Há mister confessar que nestes últimos tempos cresceu sobremaneira o número dos inimigos da Cruz de Cristo, os quais, com artifícios de todo ardilosos, se esforçam por baldar a virtude vivificante da Igreja e solapar pelos alicerces, se dado lhes fosse, o mesmo Reino de Jesus Cristo. Por isto já não nos é lícito calar para não parecer faltarmos ao nosso santíssimo dever […].
E visto que os modernistas (tal é o nome com que vulgarmente e com razão são chamados) com astuciosíssimo engano costumam apresentar suas doutrinas não coordenadas e juntas como um todo, mas dispersas e como separadas umas das outras, a fim de serem tidos por duvidosos e incertos, ao passo que de fato estão firmes e constantes, convém, Veneráveis Irmãos, primeiro exibirmos aqui as mesmas doutrinas em um só quadro, e mostrar- -lhes o nexo com que formam entre si um só corpo, para depois indagarmos as causas dos erros e prescrevermos os remédios para debelar-lhes os efeitos perniciosos. […],
Os dogmas seriam expressões inadequadas da fé
Assim pois, na doutrina dos modernistas, chegamos a um dos pontos mais importantes, que é a origem e mesmo a natureza do dogma. A origem do dogma, põem-na eles, pois, naquelas primitivas fórmulas simples que, debaixo de certo aspecto, devem considerar-se como essenciais à fé, já que a revelação, para ser verdadeiramente tal, requer uma clara aparição de Deus na consciência. O mesmo dogma, porém, ao que parece, é propriamente constituído pelas fórmulas secundárias. Mas, para bem se conhecer a natureza do dogma, é preciso primeiro indagar que relações há entre as fórmulas religiosas e o sentimento religioso.

TAREFA A REALIZAR —
Retome, por favor, o texto sobre os modernistas e a natureza do dogma, continuando depois da sua última frase. Não é preciso consultar as entradas.

[Uma série de entradas]
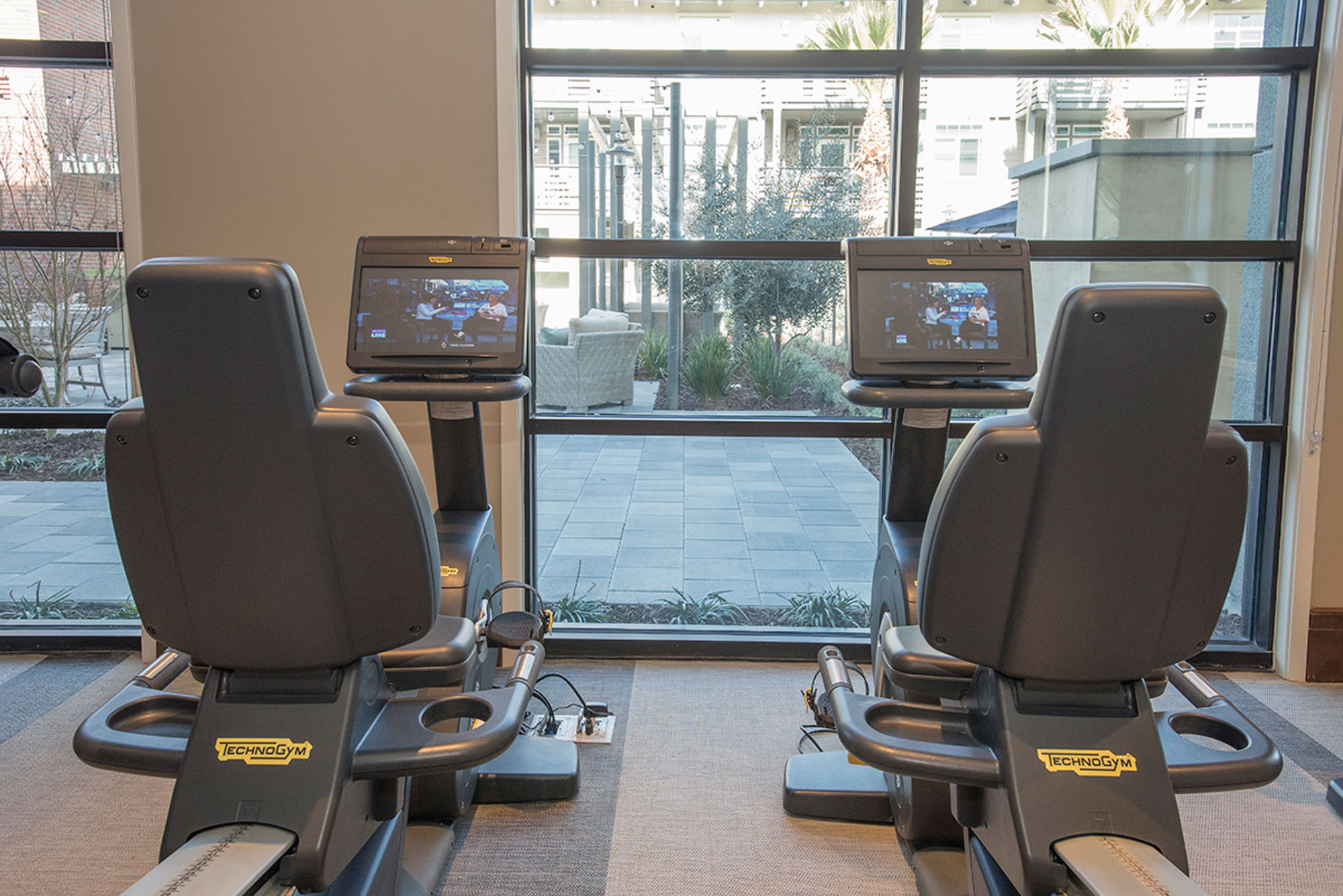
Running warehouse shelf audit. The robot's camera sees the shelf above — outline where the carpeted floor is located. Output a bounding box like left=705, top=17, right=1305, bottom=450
left=0, top=654, right=1343, bottom=896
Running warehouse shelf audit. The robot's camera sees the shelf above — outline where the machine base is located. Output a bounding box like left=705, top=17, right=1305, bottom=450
left=783, top=750, right=890, bottom=824
left=475, top=736, right=579, bottom=802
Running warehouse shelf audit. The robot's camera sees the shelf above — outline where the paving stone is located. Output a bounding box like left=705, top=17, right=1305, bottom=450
left=615, top=544, right=684, bottom=573
left=684, top=532, right=751, bottom=568
left=811, top=535, right=877, bottom=566
left=620, top=526, right=685, bottom=548
left=560, top=520, right=624, bottom=538
left=747, top=530, right=811, bottom=555
left=741, top=515, right=802, bottom=535
left=751, top=550, right=821, bottom=575
left=611, top=566, right=684, bottom=597
left=551, top=538, right=620, bottom=556
left=688, top=523, right=747, bottom=543
left=685, top=507, right=741, bottom=526
left=541, top=554, right=615, bottom=587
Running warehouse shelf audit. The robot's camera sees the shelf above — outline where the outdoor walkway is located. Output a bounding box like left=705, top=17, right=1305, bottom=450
left=537, top=436, right=877, bottom=606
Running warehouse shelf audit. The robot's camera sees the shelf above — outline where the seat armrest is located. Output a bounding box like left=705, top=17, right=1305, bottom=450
left=881, top=625, right=975, bottom=700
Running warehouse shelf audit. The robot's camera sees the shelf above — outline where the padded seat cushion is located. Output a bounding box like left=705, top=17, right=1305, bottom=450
left=377, top=615, right=475, bottom=691
left=881, top=625, right=1167, bottom=700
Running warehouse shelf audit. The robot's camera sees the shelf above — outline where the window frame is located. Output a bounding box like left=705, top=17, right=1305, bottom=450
left=518, top=0, right=1323, bottom=664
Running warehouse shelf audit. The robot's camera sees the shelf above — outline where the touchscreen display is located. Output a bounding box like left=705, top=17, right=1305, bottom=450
left=854, top=270, right=1027, bottom=362
left=355, top=267, right=520, bottom=356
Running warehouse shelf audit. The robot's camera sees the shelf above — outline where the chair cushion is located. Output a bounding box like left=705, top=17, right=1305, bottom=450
left=569, top=311, right=630, bottom=345
left=377, top=615, right=475, bottom=691
left=537, top=328, right=569, bottom=345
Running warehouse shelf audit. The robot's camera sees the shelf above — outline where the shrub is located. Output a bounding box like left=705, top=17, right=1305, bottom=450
left=547, top=587, right=611, bottom=622
left=0, top=452, right=50, bottom=473
left=779, top=587, right=869, bottom=629
left=798, top=354, right=849, bottom=408
left=653, top=587, right=747, bottom=625
left=0, top=582, right=74, bottom=619
left=638, top=330, right=667, bottom=380
left=741, top=338, right=804, bottom=401
left=681, top=333, right=736, bottom=399
left=56, top=454, right=107, bottom=479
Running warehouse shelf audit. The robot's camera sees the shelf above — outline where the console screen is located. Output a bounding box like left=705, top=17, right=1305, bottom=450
left=853, top=270, right=1030, bottom=364
left=355, top=267, right=521, bottom=357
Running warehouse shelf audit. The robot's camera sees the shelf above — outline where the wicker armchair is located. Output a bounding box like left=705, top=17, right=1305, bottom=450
left=536, top=323, right=643, bottom=413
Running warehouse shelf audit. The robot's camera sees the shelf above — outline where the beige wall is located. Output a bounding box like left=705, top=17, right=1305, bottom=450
left=114, top=0, right=517, bottom=566
left=1307, top=222, right=1343, bottom=609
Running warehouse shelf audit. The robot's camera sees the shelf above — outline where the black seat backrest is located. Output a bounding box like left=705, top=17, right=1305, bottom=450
left=919, top=283, right=1249, bottom=681
left=107, top=259, right=439, bottom=669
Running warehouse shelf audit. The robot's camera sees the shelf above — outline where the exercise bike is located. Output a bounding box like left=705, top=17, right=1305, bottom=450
left=74, top=248, right=576, bottom=896
left=795, top=240, right=1281, bottom=895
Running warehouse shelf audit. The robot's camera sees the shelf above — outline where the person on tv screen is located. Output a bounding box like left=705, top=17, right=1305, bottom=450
left=415, top=295, right=443, bottom=321
left=924, top=297, right=951, bottom=349
left=960, top=295, right=992, bottom=345
left=462, top=293, right=508, bottom=337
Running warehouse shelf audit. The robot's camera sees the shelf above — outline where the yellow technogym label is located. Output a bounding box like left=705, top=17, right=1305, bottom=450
left=1035, top=750, right=1138, bottom=778
left=215, top=738, right=313, bottom=766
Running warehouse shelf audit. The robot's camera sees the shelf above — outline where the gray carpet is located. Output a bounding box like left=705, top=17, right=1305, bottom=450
left=0, top=654, right=1343, bottom=896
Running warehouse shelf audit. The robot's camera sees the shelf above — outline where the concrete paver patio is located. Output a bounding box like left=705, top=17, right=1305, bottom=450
left=537, top=436, right=877, bottom=606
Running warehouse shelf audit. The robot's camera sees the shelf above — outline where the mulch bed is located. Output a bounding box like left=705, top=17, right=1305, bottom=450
left=0, top=430, right=103, bottom=481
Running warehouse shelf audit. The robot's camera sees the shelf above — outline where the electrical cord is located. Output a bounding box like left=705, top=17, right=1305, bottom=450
left=798, top=724, right=839, bottom=752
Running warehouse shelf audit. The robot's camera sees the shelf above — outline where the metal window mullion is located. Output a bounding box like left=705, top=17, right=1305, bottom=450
left=536, top=238, right=1299, bottom=263
left=0, top=38, right=111, bottom=68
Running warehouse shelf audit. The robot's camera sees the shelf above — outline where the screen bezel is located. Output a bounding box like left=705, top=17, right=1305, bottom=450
left=345, top=238, right=532, bottom=375
left=845, top=238, right=1037, bottom=380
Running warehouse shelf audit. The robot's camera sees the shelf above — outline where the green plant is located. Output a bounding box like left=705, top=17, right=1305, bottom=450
left=638, top=330, right=667, bottom=380
left=779, top=587, right=868, bottom=629
left=0, top=582, right=74, bottom=619
left=653, top=587, right=747, bottom=625
left=56, top=454, right=106, bottom=479
left=103, top=597, right=140, bottom=619
left=547, top=585, right=611, bottom=622
left=741, top=338, right=804, bottom=401
left=0, top=450, right=50, bottom=473
left=681, top=333, right=737, bottom=399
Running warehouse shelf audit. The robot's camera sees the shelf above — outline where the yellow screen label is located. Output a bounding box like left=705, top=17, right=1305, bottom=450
left=215, top=738, right=313, bottom=766
left=1035, top=750, right=1138, bottom=778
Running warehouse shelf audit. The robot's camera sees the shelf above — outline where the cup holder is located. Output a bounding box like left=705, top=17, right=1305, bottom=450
left=1166, top=712, right=1250, bottom=751
left=420, top=693, right=494, bottom=734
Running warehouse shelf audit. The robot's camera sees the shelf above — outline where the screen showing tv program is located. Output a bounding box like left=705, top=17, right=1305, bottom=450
left=857, top=271, right=1026, bottom=361
left=355, top=267, right=520, bottom=356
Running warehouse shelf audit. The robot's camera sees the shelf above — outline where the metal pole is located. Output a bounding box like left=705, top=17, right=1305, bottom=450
left=700, top=115, right=720, bottom=338
left=596, top=146, right=611, bottom=310
left=667, top=82, right=685, bottom=411
left=579, top=107, right=594, bottom=317
left=639, top=107, right=653, bottom=333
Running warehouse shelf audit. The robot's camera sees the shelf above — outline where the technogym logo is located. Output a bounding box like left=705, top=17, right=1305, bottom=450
left=1035, top=750, right=1138, bottom=778
left=215, top=738, right=313, bottom=766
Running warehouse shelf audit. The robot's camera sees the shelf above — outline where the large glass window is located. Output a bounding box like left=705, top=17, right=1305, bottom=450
left=0, top=0, right=130, bottom=634
left=522, top=0, right=1317, bottom=645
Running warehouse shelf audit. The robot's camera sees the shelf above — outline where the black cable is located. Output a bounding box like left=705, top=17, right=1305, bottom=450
left=798, top=724, right=838, bottom=752
left=536, top=672, right=588, bottom=715
left=532, top=688, right=559, bottom=728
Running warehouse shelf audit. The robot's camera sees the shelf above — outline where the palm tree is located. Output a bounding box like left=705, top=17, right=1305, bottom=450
left=800, top=0, right=937, bottom=236
left=1035, top=0, right=1203, bottom=140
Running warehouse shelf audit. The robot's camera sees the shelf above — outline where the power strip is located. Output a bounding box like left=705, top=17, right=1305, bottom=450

PROBLEMA RESOLVIDO —
Não haverá dificuldade em o compreender, para quem já tiver como certo que estas fórmulas não têm outro fim senão o de facilitarem ao crente um modo de dar razão da própria fé. De sorte que essas fórmulas são como que umas intermediárias entre o crente e a sua fé; com relação à fé, são expressões inadequadas do seu objeto e pelos modernistas se denominam símbolos; com relação ao crente, reduzem- se a meros instrumentos. […]
Novo sistema baseado em doutrinas ocas, fúteis e incertas
Assim, pois, temos o caminho aberto à íntima evolução do dogma. Eis aí um acervo de sofismas que subvertem e destroem toda a Religião! Ousadamente afirmam os modernistas, e isto mesmo se conclui das suas doutrinas, que os dogmas não somente podem, mas positivamente devem evoluir e mudar-se. […]
Ora, sendo assim mutável o valor e a sorte das fórmulas dogmáticas, não é de admirar que os modernistas tanto as escarneçam e desprezem, e que, por conseguinte, só reconheçam e exaltem o sentimento e a vida religiosa. Por isto, com o maior atrevimento criticam a Igreja, acusando-a de caminhar fora da estrada e de não saber distinguir entre o sentido material das fórmulas e sua significação religiosa e moral, e ainda mais, agarrando- se obstinadamente, mas em vão, a fórmulas falhas de sentido, de deixar a própria Religião rolar no abismo.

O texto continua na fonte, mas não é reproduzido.